#### Records supplied ####
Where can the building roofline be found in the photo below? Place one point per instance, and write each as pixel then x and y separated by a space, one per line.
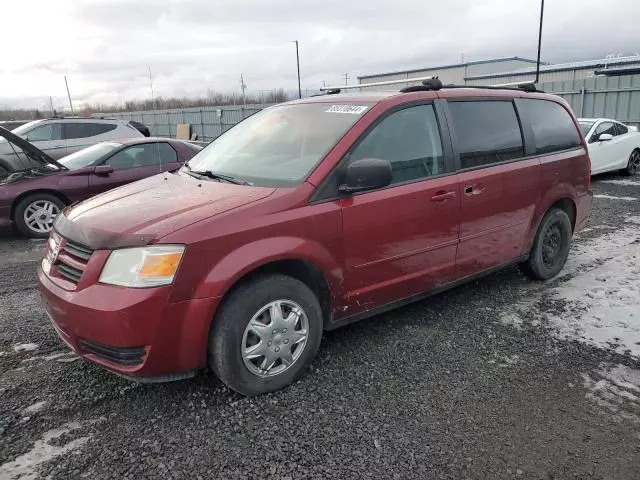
pixel 453 65
pixel 599 64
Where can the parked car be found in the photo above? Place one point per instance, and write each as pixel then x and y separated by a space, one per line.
pixel 58 137
pixel 11 124
pixel 32 198
pixel 311 215
pixel 612 145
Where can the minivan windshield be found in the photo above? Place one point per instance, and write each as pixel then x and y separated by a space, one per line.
pixel 278 146
pixel 585 127
pixel 87 156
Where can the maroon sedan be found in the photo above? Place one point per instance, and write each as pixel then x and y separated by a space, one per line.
pixel 33 197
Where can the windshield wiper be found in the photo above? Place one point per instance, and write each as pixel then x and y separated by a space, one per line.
pixel 216 176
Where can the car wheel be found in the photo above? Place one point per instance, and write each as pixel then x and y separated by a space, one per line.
pixel 633 167
pixel 35 214
pixel 550 247
pixel 265 334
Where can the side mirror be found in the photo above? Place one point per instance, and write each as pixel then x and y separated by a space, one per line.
pixel 103 170
pixel 365 174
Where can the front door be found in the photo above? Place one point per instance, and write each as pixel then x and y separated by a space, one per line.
pixel 134 163
pixel 401 240
pixel 499 188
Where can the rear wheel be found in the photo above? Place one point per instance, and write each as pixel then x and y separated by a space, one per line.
pixel 265 335
pixel 633 167
pixel 550 247
pixel 35 214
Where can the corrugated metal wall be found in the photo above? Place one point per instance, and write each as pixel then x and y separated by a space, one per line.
pixel 609 97
pixel 207 122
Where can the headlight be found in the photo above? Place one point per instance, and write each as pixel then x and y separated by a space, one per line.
pixel 142 267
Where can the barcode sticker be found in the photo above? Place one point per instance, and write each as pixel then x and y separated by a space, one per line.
pixel 353 109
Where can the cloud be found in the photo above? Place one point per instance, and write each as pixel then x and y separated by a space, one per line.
pixel 106 47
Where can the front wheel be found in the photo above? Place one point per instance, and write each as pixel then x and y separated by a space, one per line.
pixel 35 214
pixel 265 335
pixel 550 247
pixel 633 167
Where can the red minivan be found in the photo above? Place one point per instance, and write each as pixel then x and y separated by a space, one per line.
pixel 310 215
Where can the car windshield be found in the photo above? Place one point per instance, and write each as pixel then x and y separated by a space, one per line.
pixel 26 127
pixel 585 127
pixel 87 156
pixel 278 146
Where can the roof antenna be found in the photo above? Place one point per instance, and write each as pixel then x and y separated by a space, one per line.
pixel 153 107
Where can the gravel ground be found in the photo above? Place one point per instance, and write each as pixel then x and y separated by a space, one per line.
pixel 440 389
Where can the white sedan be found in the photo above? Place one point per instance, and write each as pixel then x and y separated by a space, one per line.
pixel 612 145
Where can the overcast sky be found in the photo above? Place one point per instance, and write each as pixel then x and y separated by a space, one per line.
pixel 105 47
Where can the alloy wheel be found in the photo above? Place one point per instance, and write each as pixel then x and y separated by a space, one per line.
pixel 275 338
pixel 40 215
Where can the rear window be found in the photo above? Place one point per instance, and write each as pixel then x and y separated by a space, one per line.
pixel 553 127
pixel 487 132
pixel 86 129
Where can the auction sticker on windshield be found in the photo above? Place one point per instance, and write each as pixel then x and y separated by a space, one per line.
pixel 353 109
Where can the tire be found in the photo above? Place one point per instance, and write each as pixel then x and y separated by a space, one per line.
pixel 231 334
pixel 49 205
pixel 550 247
pixel 633 166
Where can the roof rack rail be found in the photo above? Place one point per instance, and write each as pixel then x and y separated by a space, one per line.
pixel 374 84
pixel 431 84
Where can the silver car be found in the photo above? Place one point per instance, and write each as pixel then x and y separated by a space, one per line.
pixel 58 137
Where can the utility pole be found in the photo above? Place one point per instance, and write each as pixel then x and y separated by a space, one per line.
pixel 298 64
pixel 68 94
pixel 243 87
pixel 153 102
pixel 539 41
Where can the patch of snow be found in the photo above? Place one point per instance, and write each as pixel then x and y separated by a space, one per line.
pixel 25 347
pixel 612 197
pixel 616 390
pixel 628 183
pixel 599 301
pixel 25 467
pixel 35 408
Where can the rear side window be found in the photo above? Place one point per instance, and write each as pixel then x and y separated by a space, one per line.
pixel 487 132
pixel 621 129
pixel 85 130
pixel 553 127
pixel 410 140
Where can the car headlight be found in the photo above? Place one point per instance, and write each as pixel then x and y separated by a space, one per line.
pixel 142 267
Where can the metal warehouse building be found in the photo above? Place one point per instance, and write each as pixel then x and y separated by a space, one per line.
####
§ Task requirements
Render every line of the listing above as a JSON array of strings, one string per line, with blank lines dropped and the pictures left out.

§ Correct output
[
  "Where can the building roofline be found in the photo below? Place one point per instance, and write each as pixel then x and y separated by a space, one per line.",
  "pixel 453 65",
  "pixel 599 64",
  "Where can the parked car be found in the photo above? Place one point per instance, and write each as pixel then x and y separated by a space, one per line.",
  "pixel 58 137",
  "pixel 11 124",
  "pixel 32 198",
  "pixel 311 215",
  "pixel 612 145",
  "Where can the minivan windshield be found in the photo above? Place one point per instance, and write each as pixel then x and y separated by a space, one per line.",
  "pixel 278 146",
  "pixel 585 127",
  "pixel 87 156",
  "Where can the maroon sedan be found in the photo above? Place one point per instance, and write each as pixel then x and y separated by a space, one per line.",
  "pixel 33 197",
  "Where can the windshield wiper be found in the photo above? Place one point per instance, and write each as pixel then x and y separated by a space, one per line.",
  "pixel 216 176",
  "Where can the car wheel be found in the photo above? Place one point per instance, and write each as pixel then x and y separated by a space, one per line.",
  "pixel 633 167",
  "pixel 35 214",
  "pixel 550 247",
  "pixel 265 334",
  "Where can the side mirror be found in the photo above? Place one point per instance, and write each as pixel then x and y separated by a space, one per line.",
  "pixel 103 170",
  "pixel 365 174",
  "Where can the front door be found in the photo above? Place one point per instance, and write each as pixel then x and y separated by a space, one per line.",
  "pixel 134 163",
  "pixel 401 240",
  "pixel 499 188",
  "Where can the rear wheel be found in the photo above? Place one point per instance, and write each as pixel then x and y separated by a space, one per line.",
  "pixel 265 335",
  "pixel 633 167",
  "pixel 550 247",
  "pixel 35 214",
  "Where can the corrugated metal wall be found in the photo above? Place one point per instance, and write each as pixel then x and y separated by a space, one per line.",
  "pixel 609 97",
  "pixel 207 122",
  "Where can the headlight be found in the photo above? Place one point per instance, and write each as pixel then x and y separated by a space, one per line.",
  "pixel 142 267",
  "Where can the barcode sticker be found in the photo above? Place one point per instance, and write each as pixel then x and y separated by a space, one per line.",
  "pixel 353 109",
  "Where can the cloud be found in the photo above? Place one point per instance, and write each as pixel then x and y separated by a space, one per line.",
  "pixel 106 47",
  "Where can the front wheel be found in the photo above? Place one point per instance, and write each as pixel then x and y separated by a space, one per line.",
  "pixel 35 214",
  "pixel 265 335",
  "pixel 550 247",
  "pixel 633 167",
  "Where can the red minivan be found in the photo above? Place one point per instance, and write each as pixel then x and y separated by a space, one per line.",
  "pixel 310 215",
  "Where can the car windshield be found in the photo above? Place one point per instance, and write each as pixel then x and y separated by a space, one per line.",
  "pixel 26 127",
  "pixel 585 127",
  "pixel 87 156",
  "pixel 278 146",
  "Where can the roof antenna be found in the photo above? Place one point per instance, and write each as pixel then x and y separated by a space, one per line.",
  "pixel 153 107",
  "Where can the gravel ground be found in the photo above? Place one point per instance, and write each as pixel then x and y separated by a space, one per line.",
  "pixel 440 389",
  "Where can the white sedan be found in the photo above? Place one point per instance, and write each as pixel then x and y separated by a space, one per line.",
  "pixel 612 145",
  "Where can the overcast sky be found in the photo above? Place one point per instance, and write each as pixel then x and y separated by a space, one per line.",
  "pixel 105 47",
  "Where can the alloy wheel be found in the photo above? Place one point per instance, and write each as pixel then x and y separated by a space, one per line.",
  "pixel 275 338",
  "pixel 40 215",
  "Where can the rear window be found in the photo above? Place one point per instance, and write each as pixel then x and y separated by a space, one per line.",
  "pixel 553 127",
  "pixel 487 132",
  "pixel 86 129",
  "Where can the auction sticker on windshield be found in the photo above? Place one point per instance, and write each as pixel then x and y separated by a space, one per line.",
  "pixel 353 109",
  "Where can the tire be found in the photo above? Place one point per instance, and write each as pixel then x and y separated by a space, one per line.",
  "pixel 231 334",
  "pixel 49 205",
  "pixel 550 247",
  "pixel 633 166",
  "Where can the roof rack rail be found in the photo above? Place one point per instance, and write each as pixel then x and y separated by a space, one per line.",
  "pixel 374 84",
  "pixel 431 84",
  "Where can the silver car be found in the photo above? Place one point per instance, and write each as pixel then x and y separated by a space, one per line.",
  "pixel 58 137",
  "Where can the utility pole be found in the photo above? Place one point per instance, and write each as pixel then x and y separated by a space, one per line.",
  "pixel 298 64",
  "pixel 68 94",
  "pixel 243 87",
  "pixel 153 102",
  "pixel 539 41",
  "Where can the patch of snow be found in the photo above? Place one point per instance, and write each as pixel then x and y separated by a space, one per line.",
  "pixel 25 347",
  "pixel 612 197",
  "pixel 616 390",
  "pixel 628 183",
  "pixel 599 301",
  "pixel 25 467",
  "pixel 35 408",
  "Where can the rear side window be found in the photo above? Place one point per instance, and write each as pixel then x and y separated by a space, one per line.",
  "pixel 487 132",
  "pixel 621 129",
  "pixel 85 130",
  "pixel 553 127",
  "pixel 410 140",
  "Where can the car headlight be found in the photo above? Place one point per instance, and write each as pixel then x and y separated by a space, one per line.",
  "pixel 142 267",
  "Where can the metal warehouse building be found in the photo above? Place one point per instance, and write each as pixel then x and y separated by a space, one per line."
]